# I am very surprised - no pictures!



## geoand (Jun 11, 2008)

I am using the Worldmark puters here in Las Vegas.  Checked the POD thread and was I surprised.  Most of the pics do not show and there is no red x to even indicate that there is a picture.

Makai Guy's post is red x.  Steve's 6/9 pics show just fine, Swift's 6/9 is there.  Lprstd shows up.  Kristin's 6/8 and everyone else's does not show until Rich M shows on 6/6.  Again, no red x.  Nothing to indicate that there is a picture there.  I went back to 5/31 and the pics aren't there.

Is this something to do with the puters here?  Just thought I would mention this.  I am going to check the banner thread to see if pics are there.

I see the 2 pics of Bill and the 5/25 pic posted by TugBrian.


----------



## TUGBrian (Jun 11, 2008)

I see most of hte pictures...but dougs new one is a red x for me also.

even when i try to cut/paste the pic link from imageshack it doesnt work.


----------



## TUGBrian (Jun 11, 2008)

actually if i let it sit there long enough...the picture starts to load just extremely slowly.  its been about 10 minutes and ive just gotten to the first bear!


----------



## swift (Jun 11, 2008)

TUGBrian said:


> actually if i let it sit there long enough...the picture starts to load just extremely slowly.  its been about 10 minutes and ive just gotten to the first bear!



Same thing happened to me this morning. All pictures loaded fine but Doug's took forever!!!


----------



## Makai Guy (Jun 11, 2008)

My bad.  I forgot to use a high-compression file format, so the file is about 1 meg.  I'll change it to a compressed format that should be more manageable.

[Edited to add..]  Now it's a jpg about 78k in size.  There's some evidence of compression visible (notably around the water behind the little stick on the beach in the foreground) but I'm surprised at the detail remaining.


----------



## geoand (Jun 11, 2008)

The bear pics don't show and I have been here for well over 1/2 hour.  I was curious when only Steve's pics show immediately.  I failed to mention that I show last page first when I open the thread.  Since end of May, none of mine are showing.  I ran a speed test and the test showed that download was between 450 and 500 kpbs or whatever the letters were.  At home puter, I am generally closer to 1500 or is it 15000 using the same speed test.

Just thought it was curious that Steve's pictures are there when I scroll to them.  This includes when I go to previous pictures.  Maybe it is a speed thing, but how does Steve's pics get there so quickly?

Are there other folks in TUG land that can't see most of the pics if they have cable or dsl or other highspeed connection?


----------



## Makai Guy (Jun 11, 2008)

The ones that show instantly are probably still in you computer's local cache from a previous download.


----------

The tasks.
**a)** For each statement, decide whether it agrees with the forum thread about pictures not loading. Answer yes or no and quote the words from the thread that decide it.
(i) Makai Guy's picture file was about 1 meg before he changed it.
(ii) TUGBrian got the picture to work by pasting its link from imageshack.
(iii) The compressed version of the picture is a jpg of about 78k.
**b)** Translate this sentence from the forum thread about pictures not loading into Spanish: "I'll change it to a compressed format that should be more manageable."
The entries after this point aren't needed for the work here.

Supplied material.
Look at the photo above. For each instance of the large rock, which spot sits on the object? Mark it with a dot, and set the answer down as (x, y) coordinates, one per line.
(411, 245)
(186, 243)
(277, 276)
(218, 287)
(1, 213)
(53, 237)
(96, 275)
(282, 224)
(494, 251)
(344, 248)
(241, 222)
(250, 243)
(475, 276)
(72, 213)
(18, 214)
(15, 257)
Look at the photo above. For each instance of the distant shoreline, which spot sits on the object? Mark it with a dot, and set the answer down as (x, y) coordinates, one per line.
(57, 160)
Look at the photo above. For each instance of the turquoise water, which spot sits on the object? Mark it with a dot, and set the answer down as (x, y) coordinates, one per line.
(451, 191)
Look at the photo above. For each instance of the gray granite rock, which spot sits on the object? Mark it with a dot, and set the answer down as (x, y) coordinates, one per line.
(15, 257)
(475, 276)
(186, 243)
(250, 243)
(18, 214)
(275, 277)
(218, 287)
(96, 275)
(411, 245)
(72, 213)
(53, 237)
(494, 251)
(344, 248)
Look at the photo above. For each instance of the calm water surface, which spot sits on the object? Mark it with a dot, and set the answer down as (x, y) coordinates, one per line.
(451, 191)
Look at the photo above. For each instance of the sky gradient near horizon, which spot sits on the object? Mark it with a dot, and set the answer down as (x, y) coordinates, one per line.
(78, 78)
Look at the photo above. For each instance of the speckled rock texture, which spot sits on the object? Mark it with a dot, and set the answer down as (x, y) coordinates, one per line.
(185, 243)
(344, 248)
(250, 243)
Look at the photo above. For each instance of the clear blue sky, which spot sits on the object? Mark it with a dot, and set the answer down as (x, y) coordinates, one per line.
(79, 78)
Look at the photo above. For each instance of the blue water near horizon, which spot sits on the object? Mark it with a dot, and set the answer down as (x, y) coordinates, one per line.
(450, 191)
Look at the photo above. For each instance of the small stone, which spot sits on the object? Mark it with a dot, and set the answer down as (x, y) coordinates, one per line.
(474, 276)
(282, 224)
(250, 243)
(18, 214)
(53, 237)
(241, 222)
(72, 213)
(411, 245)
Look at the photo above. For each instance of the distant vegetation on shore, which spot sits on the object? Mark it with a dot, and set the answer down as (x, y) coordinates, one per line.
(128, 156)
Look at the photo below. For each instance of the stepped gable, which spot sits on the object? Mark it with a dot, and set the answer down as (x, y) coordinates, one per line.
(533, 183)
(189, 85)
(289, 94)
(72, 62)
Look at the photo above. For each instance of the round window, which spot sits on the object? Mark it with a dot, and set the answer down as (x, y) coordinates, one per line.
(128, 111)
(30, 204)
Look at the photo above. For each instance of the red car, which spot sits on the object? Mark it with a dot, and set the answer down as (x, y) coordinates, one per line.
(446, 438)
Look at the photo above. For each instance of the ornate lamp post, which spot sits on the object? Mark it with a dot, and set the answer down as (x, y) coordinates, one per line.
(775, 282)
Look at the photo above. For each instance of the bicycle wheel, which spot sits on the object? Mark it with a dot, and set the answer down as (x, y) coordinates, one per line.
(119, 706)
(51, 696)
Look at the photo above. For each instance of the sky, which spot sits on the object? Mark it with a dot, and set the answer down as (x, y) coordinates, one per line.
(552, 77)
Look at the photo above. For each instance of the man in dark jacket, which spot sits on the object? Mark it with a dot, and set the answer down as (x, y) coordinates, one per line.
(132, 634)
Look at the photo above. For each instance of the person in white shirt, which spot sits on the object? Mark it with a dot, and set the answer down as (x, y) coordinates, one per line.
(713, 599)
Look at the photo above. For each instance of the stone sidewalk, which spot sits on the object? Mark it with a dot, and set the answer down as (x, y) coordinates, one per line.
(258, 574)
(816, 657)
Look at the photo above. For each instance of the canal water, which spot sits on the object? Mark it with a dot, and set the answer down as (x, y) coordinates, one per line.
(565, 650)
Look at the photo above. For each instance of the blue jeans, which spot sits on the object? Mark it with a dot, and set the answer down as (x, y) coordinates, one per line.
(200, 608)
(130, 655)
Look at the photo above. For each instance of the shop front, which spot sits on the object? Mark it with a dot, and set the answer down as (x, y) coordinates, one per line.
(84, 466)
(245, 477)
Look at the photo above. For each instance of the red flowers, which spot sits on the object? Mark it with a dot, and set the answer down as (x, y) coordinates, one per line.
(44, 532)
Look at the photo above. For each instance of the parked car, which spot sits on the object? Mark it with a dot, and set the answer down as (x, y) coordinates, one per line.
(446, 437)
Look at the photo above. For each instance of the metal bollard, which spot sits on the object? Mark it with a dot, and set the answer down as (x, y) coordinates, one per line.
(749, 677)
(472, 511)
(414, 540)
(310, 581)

Answer list.
**a)**
(i) Yes: "so the file is about 1 meg"
(ii) No: "even when i try to cut/paste the pic link from imageshack it doesnt work."
(iii) Yes: "Now it's a jpg about 78k in size."

**b)** Lo cambiaré a un formato comprimido que debería ser más manejable.